*** Opening of THE DATA ***

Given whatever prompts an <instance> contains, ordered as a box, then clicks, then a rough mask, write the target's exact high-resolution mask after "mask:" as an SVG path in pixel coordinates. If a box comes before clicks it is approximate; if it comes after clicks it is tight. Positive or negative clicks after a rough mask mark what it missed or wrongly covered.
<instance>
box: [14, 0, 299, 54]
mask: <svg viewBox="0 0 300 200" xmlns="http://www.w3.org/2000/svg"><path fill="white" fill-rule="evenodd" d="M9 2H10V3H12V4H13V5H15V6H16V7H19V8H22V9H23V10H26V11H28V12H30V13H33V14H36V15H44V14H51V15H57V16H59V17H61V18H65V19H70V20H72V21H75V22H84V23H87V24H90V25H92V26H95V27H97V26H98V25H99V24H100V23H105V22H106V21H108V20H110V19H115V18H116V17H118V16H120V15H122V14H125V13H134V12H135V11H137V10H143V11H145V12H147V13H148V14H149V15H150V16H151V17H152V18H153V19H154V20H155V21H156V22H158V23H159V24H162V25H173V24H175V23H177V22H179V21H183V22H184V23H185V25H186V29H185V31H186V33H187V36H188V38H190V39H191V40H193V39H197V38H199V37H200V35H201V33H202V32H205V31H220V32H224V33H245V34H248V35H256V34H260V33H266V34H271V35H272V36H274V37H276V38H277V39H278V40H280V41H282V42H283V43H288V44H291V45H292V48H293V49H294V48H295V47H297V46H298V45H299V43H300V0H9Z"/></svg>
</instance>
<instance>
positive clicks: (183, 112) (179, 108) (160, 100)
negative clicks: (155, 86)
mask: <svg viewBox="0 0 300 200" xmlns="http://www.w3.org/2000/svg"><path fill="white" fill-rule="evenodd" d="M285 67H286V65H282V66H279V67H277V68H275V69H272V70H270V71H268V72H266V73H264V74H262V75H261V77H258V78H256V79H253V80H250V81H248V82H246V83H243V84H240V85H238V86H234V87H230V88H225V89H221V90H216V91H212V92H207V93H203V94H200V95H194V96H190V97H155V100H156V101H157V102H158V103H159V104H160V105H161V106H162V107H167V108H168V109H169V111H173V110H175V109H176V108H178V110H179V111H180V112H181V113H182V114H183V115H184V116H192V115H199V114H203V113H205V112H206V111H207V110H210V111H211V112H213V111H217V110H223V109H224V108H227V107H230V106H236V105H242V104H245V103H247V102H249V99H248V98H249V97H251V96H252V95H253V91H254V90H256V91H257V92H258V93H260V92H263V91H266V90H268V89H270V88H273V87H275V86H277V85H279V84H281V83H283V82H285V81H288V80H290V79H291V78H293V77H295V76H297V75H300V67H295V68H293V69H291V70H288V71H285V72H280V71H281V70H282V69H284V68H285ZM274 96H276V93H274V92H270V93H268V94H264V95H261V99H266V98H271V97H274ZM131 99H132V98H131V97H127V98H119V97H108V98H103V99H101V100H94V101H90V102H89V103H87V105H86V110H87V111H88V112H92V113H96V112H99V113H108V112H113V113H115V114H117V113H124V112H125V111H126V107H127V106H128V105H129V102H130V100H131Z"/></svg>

*** Close of THE DATA ***

# [WORK ORDER]
Please tally the lines above that contain the string "instance", where case counts, and give only the number.

# [RESPONSE TO THE TASK]
4